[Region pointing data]
┏━━

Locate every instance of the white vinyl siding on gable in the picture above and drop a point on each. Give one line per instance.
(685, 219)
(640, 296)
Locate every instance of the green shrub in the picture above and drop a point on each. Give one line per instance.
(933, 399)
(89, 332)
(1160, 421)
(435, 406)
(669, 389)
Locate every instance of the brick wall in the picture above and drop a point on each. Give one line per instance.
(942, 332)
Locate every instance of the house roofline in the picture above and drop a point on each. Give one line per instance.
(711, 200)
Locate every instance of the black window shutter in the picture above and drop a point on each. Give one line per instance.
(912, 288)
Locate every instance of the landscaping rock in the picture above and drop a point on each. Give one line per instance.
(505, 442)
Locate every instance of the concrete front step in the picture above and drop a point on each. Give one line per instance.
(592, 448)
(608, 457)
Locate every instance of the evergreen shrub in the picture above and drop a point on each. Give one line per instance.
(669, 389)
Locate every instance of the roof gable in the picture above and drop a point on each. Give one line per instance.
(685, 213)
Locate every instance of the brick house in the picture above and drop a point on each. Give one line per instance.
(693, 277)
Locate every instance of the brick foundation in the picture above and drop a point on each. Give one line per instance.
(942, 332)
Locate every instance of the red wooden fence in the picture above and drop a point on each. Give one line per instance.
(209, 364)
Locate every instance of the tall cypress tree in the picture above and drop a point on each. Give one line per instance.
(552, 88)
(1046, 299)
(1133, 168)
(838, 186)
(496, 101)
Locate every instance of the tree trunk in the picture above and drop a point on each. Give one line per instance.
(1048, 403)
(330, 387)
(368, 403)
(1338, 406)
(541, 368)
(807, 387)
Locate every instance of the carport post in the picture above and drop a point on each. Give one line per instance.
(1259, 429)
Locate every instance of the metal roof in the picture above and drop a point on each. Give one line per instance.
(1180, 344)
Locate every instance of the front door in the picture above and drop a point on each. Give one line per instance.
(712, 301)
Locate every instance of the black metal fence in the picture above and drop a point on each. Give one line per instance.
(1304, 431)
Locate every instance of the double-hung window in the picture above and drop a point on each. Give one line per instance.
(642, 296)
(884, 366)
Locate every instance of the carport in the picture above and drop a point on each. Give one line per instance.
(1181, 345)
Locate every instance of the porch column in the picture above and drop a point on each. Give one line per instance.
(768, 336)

┗━━
┏━━

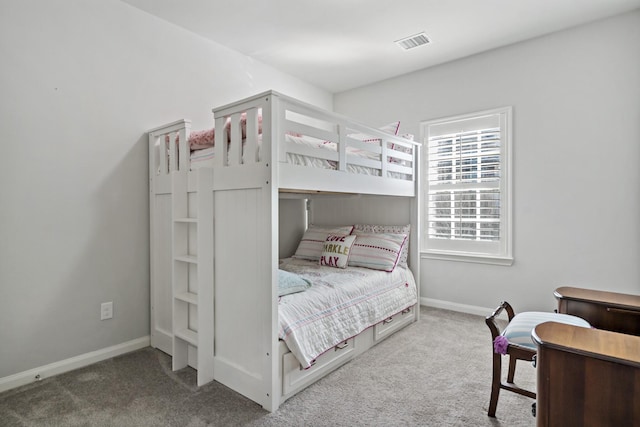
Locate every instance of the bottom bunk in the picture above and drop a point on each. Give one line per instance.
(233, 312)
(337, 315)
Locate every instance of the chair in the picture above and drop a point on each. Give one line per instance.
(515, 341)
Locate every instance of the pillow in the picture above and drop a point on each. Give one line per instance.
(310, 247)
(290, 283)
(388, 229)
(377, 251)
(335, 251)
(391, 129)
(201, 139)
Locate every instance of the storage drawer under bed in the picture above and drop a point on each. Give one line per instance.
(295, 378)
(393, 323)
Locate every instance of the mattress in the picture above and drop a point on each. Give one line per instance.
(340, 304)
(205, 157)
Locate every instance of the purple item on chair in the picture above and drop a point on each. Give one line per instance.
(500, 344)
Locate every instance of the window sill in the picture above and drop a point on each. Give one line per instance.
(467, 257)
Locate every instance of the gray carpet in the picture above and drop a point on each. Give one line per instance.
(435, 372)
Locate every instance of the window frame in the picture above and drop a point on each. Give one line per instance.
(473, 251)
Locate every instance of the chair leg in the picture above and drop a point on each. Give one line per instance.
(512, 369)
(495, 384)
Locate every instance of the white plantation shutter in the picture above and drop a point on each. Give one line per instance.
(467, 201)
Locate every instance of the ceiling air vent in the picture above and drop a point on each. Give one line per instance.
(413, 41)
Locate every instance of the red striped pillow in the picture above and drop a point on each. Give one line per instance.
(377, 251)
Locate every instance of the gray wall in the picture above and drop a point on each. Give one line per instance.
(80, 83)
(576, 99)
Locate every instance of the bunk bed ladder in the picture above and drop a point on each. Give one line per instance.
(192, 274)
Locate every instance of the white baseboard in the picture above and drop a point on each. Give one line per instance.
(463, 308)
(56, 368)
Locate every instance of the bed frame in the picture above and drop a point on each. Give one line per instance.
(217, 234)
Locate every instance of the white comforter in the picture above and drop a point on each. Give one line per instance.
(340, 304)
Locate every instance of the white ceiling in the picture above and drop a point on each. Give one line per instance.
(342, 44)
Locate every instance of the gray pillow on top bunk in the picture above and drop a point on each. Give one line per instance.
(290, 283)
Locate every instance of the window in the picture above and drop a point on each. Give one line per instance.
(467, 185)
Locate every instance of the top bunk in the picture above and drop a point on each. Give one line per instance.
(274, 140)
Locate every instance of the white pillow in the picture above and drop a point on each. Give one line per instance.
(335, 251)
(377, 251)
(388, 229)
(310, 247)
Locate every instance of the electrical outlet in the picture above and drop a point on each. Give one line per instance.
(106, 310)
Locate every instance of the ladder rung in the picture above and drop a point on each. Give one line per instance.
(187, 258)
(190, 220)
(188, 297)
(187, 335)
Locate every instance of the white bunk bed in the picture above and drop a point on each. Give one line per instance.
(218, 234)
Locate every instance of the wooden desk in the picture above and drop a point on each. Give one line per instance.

┗━━
┏━━

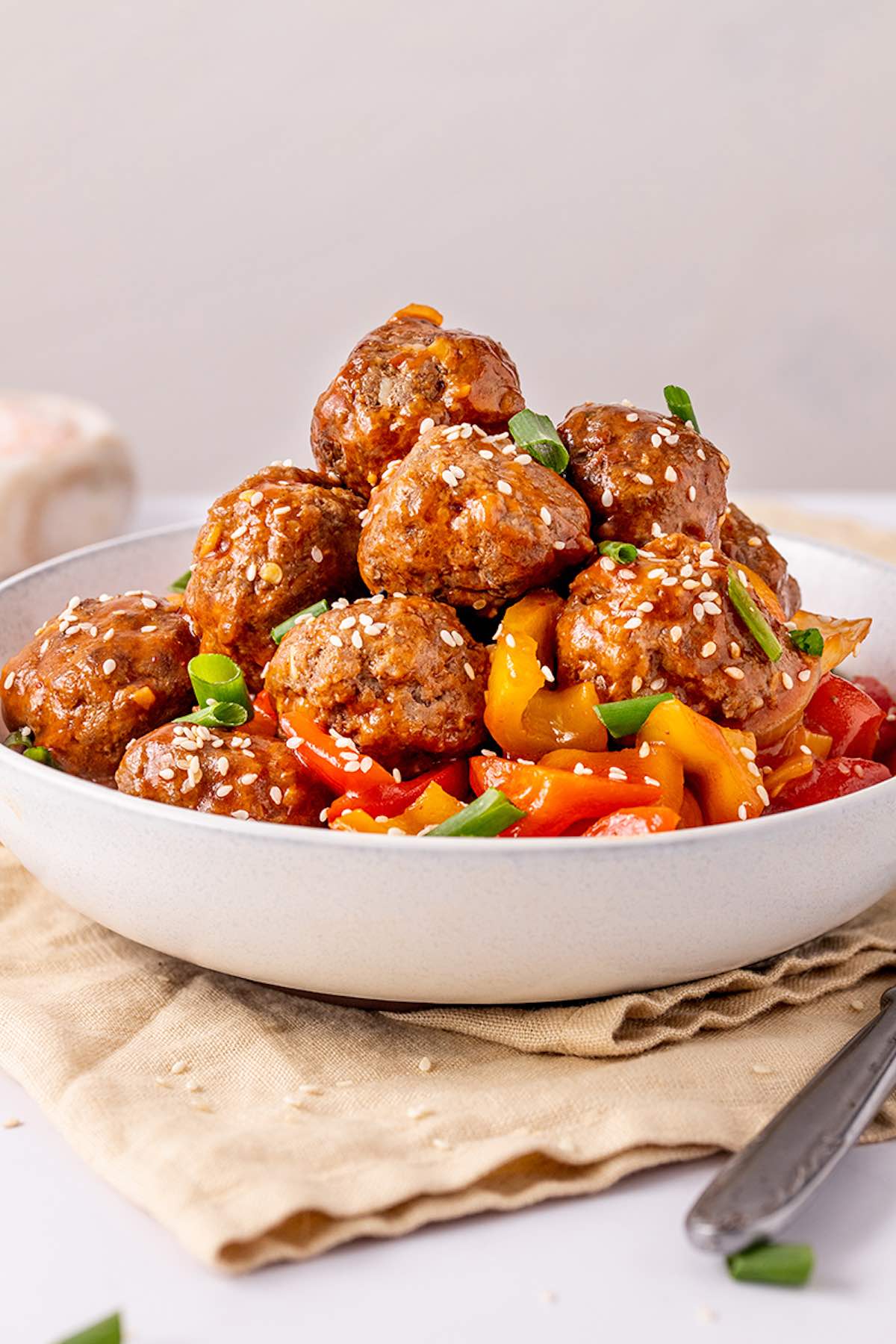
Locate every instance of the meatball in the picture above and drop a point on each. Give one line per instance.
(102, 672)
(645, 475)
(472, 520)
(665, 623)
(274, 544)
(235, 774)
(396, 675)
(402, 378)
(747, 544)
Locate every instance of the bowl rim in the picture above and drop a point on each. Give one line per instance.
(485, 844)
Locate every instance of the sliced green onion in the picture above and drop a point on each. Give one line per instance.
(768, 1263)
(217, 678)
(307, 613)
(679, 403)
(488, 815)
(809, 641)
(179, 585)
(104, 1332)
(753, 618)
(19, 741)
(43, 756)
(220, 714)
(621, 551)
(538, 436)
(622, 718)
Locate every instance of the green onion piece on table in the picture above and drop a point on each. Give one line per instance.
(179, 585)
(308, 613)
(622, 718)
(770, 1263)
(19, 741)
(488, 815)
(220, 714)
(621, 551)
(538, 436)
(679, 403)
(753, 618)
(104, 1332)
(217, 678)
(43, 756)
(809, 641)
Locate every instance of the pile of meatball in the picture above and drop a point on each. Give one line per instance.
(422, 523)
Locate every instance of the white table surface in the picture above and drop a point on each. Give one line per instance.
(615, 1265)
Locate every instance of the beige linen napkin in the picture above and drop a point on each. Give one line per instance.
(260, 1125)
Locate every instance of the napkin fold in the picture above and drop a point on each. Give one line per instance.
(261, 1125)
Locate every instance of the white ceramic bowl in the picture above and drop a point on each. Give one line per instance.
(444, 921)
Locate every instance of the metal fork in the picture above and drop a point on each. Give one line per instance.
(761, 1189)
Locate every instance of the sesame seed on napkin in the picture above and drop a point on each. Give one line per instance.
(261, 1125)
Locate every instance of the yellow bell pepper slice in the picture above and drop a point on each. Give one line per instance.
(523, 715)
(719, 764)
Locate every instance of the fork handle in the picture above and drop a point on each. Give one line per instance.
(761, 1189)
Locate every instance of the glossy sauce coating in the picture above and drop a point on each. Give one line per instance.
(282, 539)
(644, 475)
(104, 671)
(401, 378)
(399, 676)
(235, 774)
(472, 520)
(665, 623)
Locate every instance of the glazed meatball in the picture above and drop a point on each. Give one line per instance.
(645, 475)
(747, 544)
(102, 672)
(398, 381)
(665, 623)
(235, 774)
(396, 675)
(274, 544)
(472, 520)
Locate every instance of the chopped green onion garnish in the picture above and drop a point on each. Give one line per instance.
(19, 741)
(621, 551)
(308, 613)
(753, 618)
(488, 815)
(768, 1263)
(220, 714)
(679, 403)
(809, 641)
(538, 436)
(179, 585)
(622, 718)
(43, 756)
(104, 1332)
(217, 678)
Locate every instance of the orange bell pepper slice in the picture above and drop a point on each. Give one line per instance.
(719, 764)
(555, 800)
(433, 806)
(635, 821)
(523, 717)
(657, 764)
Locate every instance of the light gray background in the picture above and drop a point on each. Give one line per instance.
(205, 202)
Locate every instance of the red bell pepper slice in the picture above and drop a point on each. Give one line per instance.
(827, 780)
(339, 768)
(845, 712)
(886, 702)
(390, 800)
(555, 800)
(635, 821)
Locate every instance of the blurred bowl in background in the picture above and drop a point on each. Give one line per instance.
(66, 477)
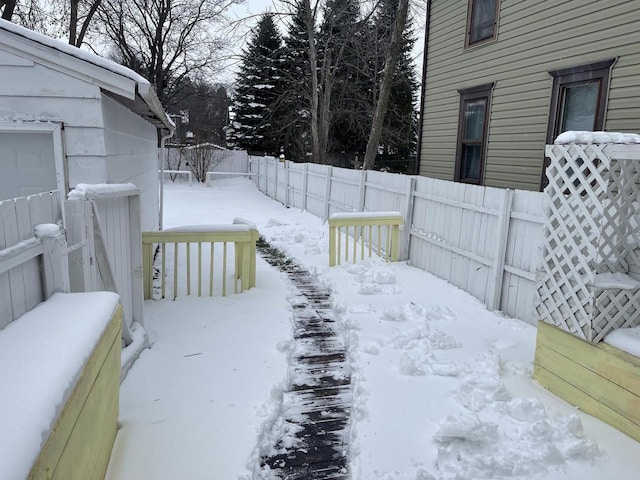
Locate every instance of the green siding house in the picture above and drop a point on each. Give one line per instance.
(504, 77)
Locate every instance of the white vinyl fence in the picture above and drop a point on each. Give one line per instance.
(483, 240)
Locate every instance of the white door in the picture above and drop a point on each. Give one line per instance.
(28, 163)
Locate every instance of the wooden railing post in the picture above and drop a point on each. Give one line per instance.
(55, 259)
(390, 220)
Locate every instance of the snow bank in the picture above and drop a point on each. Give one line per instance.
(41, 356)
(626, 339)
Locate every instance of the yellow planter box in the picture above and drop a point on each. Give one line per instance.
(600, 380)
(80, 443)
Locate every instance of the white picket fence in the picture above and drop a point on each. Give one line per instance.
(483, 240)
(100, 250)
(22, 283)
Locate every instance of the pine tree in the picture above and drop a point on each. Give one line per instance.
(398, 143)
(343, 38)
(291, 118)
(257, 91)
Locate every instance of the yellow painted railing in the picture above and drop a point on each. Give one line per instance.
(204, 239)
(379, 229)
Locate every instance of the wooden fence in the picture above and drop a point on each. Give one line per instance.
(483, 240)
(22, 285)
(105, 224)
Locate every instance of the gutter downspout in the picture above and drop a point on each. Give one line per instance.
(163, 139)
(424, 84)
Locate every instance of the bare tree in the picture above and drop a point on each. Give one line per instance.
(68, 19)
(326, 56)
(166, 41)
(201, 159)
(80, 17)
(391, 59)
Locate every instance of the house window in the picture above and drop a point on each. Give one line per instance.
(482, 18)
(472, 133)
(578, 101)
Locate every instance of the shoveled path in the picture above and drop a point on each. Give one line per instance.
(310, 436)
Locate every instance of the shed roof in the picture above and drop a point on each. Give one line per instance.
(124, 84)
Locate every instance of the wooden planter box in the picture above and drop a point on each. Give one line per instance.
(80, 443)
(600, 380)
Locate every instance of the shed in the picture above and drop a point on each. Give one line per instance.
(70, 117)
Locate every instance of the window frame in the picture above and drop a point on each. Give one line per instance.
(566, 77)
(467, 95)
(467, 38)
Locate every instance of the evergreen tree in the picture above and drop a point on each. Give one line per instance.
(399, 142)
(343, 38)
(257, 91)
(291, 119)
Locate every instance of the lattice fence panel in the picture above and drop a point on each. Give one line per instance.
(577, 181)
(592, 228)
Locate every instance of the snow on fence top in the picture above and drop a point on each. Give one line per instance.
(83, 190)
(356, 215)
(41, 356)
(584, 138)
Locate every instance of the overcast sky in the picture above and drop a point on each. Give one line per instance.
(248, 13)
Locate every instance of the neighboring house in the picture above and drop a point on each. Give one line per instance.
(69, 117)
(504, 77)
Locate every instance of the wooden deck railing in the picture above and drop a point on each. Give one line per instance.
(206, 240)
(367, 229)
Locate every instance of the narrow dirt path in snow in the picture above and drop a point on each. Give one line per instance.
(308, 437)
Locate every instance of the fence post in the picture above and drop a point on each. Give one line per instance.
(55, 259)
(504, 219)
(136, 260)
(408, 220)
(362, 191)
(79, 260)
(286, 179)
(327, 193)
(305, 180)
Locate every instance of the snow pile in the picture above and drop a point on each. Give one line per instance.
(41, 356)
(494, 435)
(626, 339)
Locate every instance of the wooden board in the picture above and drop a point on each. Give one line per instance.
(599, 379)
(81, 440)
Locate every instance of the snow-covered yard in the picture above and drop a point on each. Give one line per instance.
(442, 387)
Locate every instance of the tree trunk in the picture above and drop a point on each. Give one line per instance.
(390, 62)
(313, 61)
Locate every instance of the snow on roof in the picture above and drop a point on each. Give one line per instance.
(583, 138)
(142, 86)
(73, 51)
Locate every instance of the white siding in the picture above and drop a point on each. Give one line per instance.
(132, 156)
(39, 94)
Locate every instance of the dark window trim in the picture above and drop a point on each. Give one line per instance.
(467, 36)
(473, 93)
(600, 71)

┗━━

- _Problem details_:
Begin at the line above that has "Locate every instance of the white bunk" and stop after the line that has "Locate every instance of the wooden desk", copying each line exactly and adding nothing else.

- _Task result_:
Locate every instance of the white bunk bed in the picture above and drop a point on each. Give one line per instance.
(218, 234)
Locate every instance of the wooden desk in the picture above and drop a point on each. Give one line per instance.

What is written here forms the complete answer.